Output all records precisely as written.

____

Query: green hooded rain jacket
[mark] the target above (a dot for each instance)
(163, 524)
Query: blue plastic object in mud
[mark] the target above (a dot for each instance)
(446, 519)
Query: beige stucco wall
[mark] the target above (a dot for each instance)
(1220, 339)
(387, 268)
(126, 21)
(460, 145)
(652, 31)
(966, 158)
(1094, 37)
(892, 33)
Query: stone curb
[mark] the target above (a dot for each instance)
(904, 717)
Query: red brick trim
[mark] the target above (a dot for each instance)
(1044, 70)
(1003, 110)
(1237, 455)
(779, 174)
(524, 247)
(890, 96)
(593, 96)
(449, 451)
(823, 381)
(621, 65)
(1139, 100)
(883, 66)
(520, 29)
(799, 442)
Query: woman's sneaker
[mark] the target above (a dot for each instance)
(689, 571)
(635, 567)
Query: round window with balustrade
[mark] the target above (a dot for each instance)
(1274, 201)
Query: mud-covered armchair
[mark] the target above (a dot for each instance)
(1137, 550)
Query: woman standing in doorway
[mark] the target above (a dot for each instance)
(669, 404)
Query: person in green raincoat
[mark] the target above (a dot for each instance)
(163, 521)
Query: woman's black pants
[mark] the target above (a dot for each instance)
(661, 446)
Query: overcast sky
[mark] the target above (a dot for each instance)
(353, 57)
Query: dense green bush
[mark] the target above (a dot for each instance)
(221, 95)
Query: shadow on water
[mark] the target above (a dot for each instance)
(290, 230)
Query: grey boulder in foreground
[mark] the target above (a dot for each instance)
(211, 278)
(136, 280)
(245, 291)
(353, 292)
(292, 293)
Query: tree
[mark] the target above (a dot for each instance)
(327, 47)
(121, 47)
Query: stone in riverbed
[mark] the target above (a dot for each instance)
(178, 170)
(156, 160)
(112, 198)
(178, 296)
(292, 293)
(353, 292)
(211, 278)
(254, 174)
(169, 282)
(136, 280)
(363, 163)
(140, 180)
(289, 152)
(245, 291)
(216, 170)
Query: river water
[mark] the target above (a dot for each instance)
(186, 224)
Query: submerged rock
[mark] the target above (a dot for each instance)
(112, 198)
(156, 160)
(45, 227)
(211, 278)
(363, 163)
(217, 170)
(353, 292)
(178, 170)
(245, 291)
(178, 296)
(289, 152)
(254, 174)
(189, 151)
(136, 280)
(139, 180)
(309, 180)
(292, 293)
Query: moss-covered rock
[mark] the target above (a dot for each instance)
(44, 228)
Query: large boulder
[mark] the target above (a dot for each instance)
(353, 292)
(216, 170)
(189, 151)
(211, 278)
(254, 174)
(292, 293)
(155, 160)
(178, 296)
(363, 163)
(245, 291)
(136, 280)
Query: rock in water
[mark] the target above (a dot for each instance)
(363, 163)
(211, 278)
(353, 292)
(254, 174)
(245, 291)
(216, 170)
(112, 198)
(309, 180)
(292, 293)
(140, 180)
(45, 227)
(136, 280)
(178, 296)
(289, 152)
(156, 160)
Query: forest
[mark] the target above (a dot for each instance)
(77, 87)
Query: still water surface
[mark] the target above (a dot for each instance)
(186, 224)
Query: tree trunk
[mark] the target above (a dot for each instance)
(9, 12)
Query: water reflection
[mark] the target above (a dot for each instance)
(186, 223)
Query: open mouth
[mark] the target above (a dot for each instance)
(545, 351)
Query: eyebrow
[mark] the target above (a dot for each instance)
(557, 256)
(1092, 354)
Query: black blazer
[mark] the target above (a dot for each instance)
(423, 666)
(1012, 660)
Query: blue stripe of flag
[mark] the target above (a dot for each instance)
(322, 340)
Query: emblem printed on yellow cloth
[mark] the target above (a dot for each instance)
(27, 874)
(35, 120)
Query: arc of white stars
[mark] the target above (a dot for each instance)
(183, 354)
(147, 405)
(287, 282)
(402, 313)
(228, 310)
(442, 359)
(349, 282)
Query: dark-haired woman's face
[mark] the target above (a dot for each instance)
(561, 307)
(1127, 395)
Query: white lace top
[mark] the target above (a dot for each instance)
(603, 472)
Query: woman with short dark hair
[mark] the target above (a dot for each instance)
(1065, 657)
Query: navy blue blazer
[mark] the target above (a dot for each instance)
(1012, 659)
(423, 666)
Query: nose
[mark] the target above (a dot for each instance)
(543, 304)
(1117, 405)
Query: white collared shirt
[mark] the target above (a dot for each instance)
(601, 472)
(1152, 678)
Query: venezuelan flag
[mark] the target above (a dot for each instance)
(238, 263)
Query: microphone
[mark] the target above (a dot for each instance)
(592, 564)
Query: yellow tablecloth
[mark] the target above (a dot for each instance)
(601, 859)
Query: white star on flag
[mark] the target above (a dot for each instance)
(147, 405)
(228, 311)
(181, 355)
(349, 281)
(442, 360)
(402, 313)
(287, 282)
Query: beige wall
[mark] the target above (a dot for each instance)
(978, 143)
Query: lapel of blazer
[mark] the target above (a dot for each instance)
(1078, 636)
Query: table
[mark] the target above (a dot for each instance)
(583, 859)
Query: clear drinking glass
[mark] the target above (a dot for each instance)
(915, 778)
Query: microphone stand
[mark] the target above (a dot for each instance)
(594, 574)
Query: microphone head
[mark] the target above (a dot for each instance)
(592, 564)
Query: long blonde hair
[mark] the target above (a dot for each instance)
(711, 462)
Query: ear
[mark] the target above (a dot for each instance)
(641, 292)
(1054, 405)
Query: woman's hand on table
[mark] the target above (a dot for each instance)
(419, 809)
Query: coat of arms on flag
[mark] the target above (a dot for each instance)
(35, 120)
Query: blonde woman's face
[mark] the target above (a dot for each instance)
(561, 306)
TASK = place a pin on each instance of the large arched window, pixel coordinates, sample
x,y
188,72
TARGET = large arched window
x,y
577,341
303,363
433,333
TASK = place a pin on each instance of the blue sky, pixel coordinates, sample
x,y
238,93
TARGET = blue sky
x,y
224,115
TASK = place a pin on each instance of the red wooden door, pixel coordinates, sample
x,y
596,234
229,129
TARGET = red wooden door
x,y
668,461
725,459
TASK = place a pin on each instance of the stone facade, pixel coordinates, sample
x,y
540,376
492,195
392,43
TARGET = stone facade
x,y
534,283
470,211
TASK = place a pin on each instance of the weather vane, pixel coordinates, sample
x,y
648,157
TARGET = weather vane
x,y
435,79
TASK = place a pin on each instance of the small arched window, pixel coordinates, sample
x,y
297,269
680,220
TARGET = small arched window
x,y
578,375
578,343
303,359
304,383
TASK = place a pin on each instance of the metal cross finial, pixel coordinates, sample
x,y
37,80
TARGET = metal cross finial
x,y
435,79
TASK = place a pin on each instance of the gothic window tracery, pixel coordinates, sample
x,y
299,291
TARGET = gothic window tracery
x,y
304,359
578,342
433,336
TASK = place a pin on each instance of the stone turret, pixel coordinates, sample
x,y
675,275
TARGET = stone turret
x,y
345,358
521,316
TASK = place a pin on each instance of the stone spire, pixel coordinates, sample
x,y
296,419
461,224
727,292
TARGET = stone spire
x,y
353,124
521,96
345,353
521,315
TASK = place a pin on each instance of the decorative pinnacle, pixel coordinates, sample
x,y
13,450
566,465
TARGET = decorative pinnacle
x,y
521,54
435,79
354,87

____

The response:
Query: green hooded rain jacket
[mark] the target above (a dot for each instance)
(163, 524)
Query: blue plastic object in mud
[mark] the target above (a dot for each instance)
(446, 519)
Query: beige stucco wall
[mark] the target above (a dot for each instance)
(1220, 339)
(387, 268)
(126, 21)
(460, 145)
(652, 31)
(966, 158)
(1094, 37)
(892, 33)
Query: stone curb
[mark] the target above (a dot for each instance)
(904, 717)
Query: red brick trim
[mark] the target above (a dot for each instance)
(1044, 70)
(1003, 110)
(1237, 455)
(779, 174)
(524, 247)
(890, 96)
(593, 96)
(449, 451)
(823, 381)
(621, 65)
(1139, 100)
(883, 66)
(520, 29)
(799, 442)
Query: woman's sneaker
[mark] the target above (a dot for each instance)
(689, 571)
(635, 567)
Query: round window with balustrade
[mark] the target above (a dot for each instance)
(1274, 201)
Query: mud-covered armchair
[mark] the target above (a dot for each instance)
(1137, 550)
Query: woman standing in doorway
[mark] the target above (a dot for each instance)
(669, 404)
Query: person in green raincoat
[mark] the target above (a dot for each instance)
(163, 521)
Query: woman's black pants
[mark] the target above (a dot for each instance)
(661, 446)
Query: overcast sky
[mark] the target above (a dot for each instance)
(353, 57)
Query: dense green bush
[mark] the target above (a dot for each instance)
(221, 95)
Query: shadow on water
[mark] the target above (a dot for each instance)
(290, 230)
Query: grey boulder in foreground
[mark] the target above (a dot for each instance)
(211, 278)
(136, 280)
(245, 291)
(353, 292)
(292, 293)
Query: tree
[mark] the target above (a dot for each instance)
(327, 47)
(121, 47)
Query: stone in riverbed
[mark] the target above (a dot for each instance)
(178, 170)
(156, 160)
(112, 198)
(178, 296)
(292, 293)
(353, 292)
(211, 278)
(254, 174)
(169, 282)
(136, 280)
(363, 163)
(140, 180)
(289, 152)
(245, 291)
(216, 170)
Query: river water
[mark] the target above (a dot for each instance)
(186, 224)
Query: submerged rock
[mark] the target above (a dot for each instance)
(112, 198)
(156, 160)
(45, 227)
(211, 278)
(363, 163)
(217, 170)
(353, 292)
(178, 170)
(245, 291)
(178, 296)
(289, 152)
(254, 174)
(189, 151)
(136, 280)
(139, 180)
(309, 180)
(292, 293)
Query: moss-covered rock
[mark] the target above (a dot for each instance)
(44, 228)
Query: large boulder
[mark] the target above (a dot for each instance)
(353, 292)
(216, 170)
(189, 151)
(211, 278)
(254, 174)
(292, 293)
(155, 160)
(178, 296)
(363, 163)
(245, 291)
(136, 280)
Query: rock in water
[mark] the target above (a dot for each instance)
(363, 163)
(211, 278)
(353, 292)
(254, 174)
(245, 291)
(216, 170)
(112, 198)
(309, 180)
(292, 293)
(140, 180)
(45, 227)
(136, 280)
(178, 296)
(289, 152)
(156, 160)
Query: forest
[mark] the target above (a dot for each instance)
(77, 87)
Query: still water surface
[mark] the target above (a dot for each instance)
(186, 224)
Query: tree trunk
[mark] the target above (a dot for each instance)
(9, 12)
Query: water reflection
[mark] the target above (a dot for each instance)
(186, 223)
Query: open mouth
[mark] the target above (a dot for each instance)
(545, 351)
Query: eyebrow
[mark] the target above (a dot for each instance)
(557, 256)
(1092, 354)
Query: black blazer
[mark] the target above (a dot for each instance)
(423, 666)
(1012, 660)
Query: blue stripe of flag
[mark] the target above (a dot for each instance)
(322, 340)
Query: emblem printed on yellow cloth
[mark] the target above (a dot for each instance)
(27, 874)
(35, 120)
Query: arc of white stars
[mark] the target above (a dot for each instance)
(183, 354)
(147, 405)
(287, 282)
(402, 313)
(228, 310)
(442, 359)
(349, 282)
Query: dark-haired woman's face
[mark] the target above (a dot for each instance)
(561, 307)
(1127, 395)
Query: white lace top
[mark] the target above (a dot for each instance)
(603, 472)
Query: woman with short dark hair
[mark] the target above (a dot for each instance)
(1065, 657)
Query: navy blue blazer
[mark] the target above (a dot for each instance)
(1012, 659)
(423, 666)
Query: nose
[mark] the target above (a dot for each instance)
(543, 304)
(1117, 405)
Query: white collared shirt
[mark] the target above (a dot for each instance)
(601, 472)
(1152, 678)
Query: venezuelan flag
[mark] the target above (a dot for each instance)
(238, 263)
Query: microphone
[mark] the target above (a dot for each instance)
(592, 564)
Query: yellow tablecloth
[mark] the target above (a dot for each instance)
(601, 859)
Query: white star on flag
[mark] the target above (a dot for each instance)
(147, 405)
(228, 311)
(181, 355)
(349, 281)
(442, 360)
(402, 313)
(287, 282)
Query: beige wall
[mark] the target above (a dot for each instance)
(978, 143)
Query: lapel of blazer
[mark] the target above (a dot for each instance)
(1078, 636)
Query: table
[mark] the target above (a dot for each instance)
(583, 859)
Query: clear drinking glass
[mark] the target above (a dot for each instance)
(915, 778)
Query: microphone stand
[mark] the target above (a dot for each instance)
(594, 574)
Query: microphone head
[mark] the target above (a dot for each instance)
(592, 564)
Query: long blonde hair
[mark] the target above (a dot for each instance)
(711, 462)
Query: ear
[mark] the target above (a dot for each instance)
(641, 292)
(1054, 405)
Query: woman's hand on table
[mark] the target above (a dot for each instance)
(419, 809)
Query: coat of arms on flag
[mark] the target above (a dot for each instance)
(35, 120)
Query: blonde woman's face
[mark] the target above (a dot for each instance)
(561, 306)
TASK = place a pin on each instance of the large arched window, pixel coordinates, sample
x,y
188,72
TARGET = large arched window
x,y
577,341
303,363
433,333
TASK = place a pin on each instance of the blue sky, pixel coordinates, sample
x,y
238,93
TARGET = blue sky
x,y
224,115
TASK = place a pin on each instance of the red wooden door, pixel coordinates, sample
x,y
596,234
229,129
TARGET = red wooden door
x,y
668,461
725,459
TASK = place a pin on each instance of the stone facade, pixel coordinates, sample
x,y
540,376
492,195
392,43
TARGET = stone facade
x,y
534,283
470,211
TASK = place a pin on each instance of the weather vane, pixel coordinates, sample
x,y
648,157
TARGET = weather vane
x,y
435,79
TASK = place a pin on each instance of the small arched window, pixel coordinates, sample
x,y
297,269
680,220
TARGET = small arched window
x,y
578,375
578,343
303,359
304,383
TASK = place a pin on each instance of the metal cross finial, pixel coordinates, sample
x,y
37,80
TARGET = metal cross finial
x,y
435,79
TASK = place a pin on each instance of the gothic window tracery, pixel coordinates, sample
x,y
299,291
TARGET = gothic window tracery
x,y
304,359
578,342
433,336
TASK = place a pin on each instance of the stone turret, pixel coordinates, sample
x,y
675,275
TARGET = stone turret
x,y
345,358
521,316
TASK = place a pin on each instance of the stone spire, pixel coordinates, sample
x,y
296,419
461,224
727,292
TARGET = stone spire
x,y
353,124
521,96
345,353
521,315
TASK = place a pin on each instance of the decorative pinnacle, pixel coordinates, sample
x,y
13,450
566,465
TARGET = decorative pinnacle
x,y
521,54
435,79
354,87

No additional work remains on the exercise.